### Directions:
Scan the records for the line containing "Please place a point on the flower field"; extract it and all later lines, verbatim, through the end, and nothing before it.

### Given entries:
****************************************

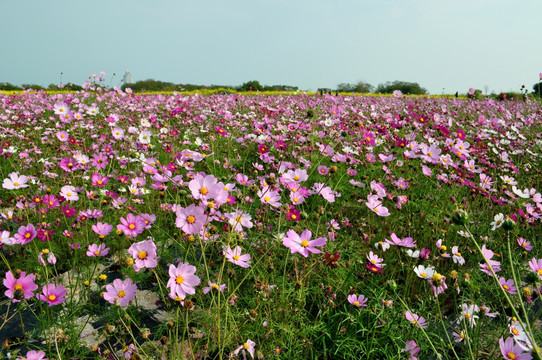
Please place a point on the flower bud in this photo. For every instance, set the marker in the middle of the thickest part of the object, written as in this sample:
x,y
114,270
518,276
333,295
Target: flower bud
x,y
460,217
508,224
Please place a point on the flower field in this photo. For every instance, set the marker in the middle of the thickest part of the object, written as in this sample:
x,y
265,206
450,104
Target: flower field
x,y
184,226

****************************************

### Answer for this exercise:
Please place a point on the flower field in this photo. For every instance, set the marker in the middle of the thickest part of the object, written as in this sample:
x,y
265,206
450,104
Target: flower field
x,y
184,226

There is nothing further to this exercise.